<<<<

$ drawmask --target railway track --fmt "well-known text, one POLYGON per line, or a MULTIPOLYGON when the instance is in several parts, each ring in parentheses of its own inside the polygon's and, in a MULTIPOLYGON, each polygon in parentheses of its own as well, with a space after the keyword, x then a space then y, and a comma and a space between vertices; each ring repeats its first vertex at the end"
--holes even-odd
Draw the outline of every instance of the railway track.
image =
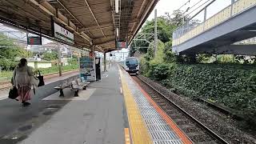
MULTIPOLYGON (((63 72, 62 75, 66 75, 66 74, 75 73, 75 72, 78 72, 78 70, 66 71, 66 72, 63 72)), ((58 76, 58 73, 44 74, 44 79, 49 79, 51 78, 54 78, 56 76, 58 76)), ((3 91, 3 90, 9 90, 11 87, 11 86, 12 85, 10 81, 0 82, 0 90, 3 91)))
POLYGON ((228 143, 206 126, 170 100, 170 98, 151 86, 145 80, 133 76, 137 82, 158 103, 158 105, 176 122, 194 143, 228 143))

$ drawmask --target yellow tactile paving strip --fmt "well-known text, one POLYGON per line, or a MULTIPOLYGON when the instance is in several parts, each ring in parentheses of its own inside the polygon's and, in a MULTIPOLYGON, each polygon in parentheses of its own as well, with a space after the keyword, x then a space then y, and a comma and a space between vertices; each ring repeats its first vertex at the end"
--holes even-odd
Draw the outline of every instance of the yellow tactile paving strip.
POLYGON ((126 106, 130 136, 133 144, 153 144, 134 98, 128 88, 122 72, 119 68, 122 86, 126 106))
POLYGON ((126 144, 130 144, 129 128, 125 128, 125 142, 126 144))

>>>>

• _SET TASK_: Please return all of the lines above word for word, leaving out the pictures.

• _OUTPUT OF THE TASK_:
$ drawmask --target railway track --fmt "well-known text, one POLYGON per line, or a MULTIPOLYGON when the instance is in several parts, each ring in parentheses of its own inside the polygon's and, in a MULTIPOLYGON, each polygon in parentheses of its own as well, with a space after the keyword, x then a space then y, and a comma and a space between vertices; each ring repeats its first vertex at the end"
--holes even-odd
Draw the outline of every instance of the railway track.
image =
MULTIPOLYGON (((63 72, 62 75, 66 75, 66 74, 75 73, 75 72, 78 72, 78 70, 66 71, 66 72, 63 72)), ((58 76, 58 73, 44 74, 44 79, 49 79, 51 78, 54 78, 56 76, 58 76)), ((3 91, 3 90, 9 90, 11 87, 11 86, 12 85, 10 81, 0 82, 0 90, 3 91)))
POLYGON ((228 143, 206 126, 170 100, 170 98, 151 86, 145 80, 133 76, 137 82, 158 103, 158 105, 176 122, 194 143, 228 143))

$ drawmask --target yellow tactile paving strip --fmt "well-known text, one POLYGON per line, or a MULTIPOLYGON when the instance is in several parts, each ring in parentheses of its own inside the polygon's and, in a MULTIPOLYGON, each polygon in parentheses of its own as well, with a space after the keyword, x then a space then y, and a comma and a space between vertices; each ring repeats its first vertex at the end"
--holes even-odd
Draw the outline of every instance of the yellow tactile paving strip.
POLYGON ((126 106, 130 136, 133 144, 153 144, 134 98, 128 88, 122 72, 119 68, 122 86, 126 106))
POLYGON ((126 144, 130 144, 129 128, 125 128, 125 142, 126 144))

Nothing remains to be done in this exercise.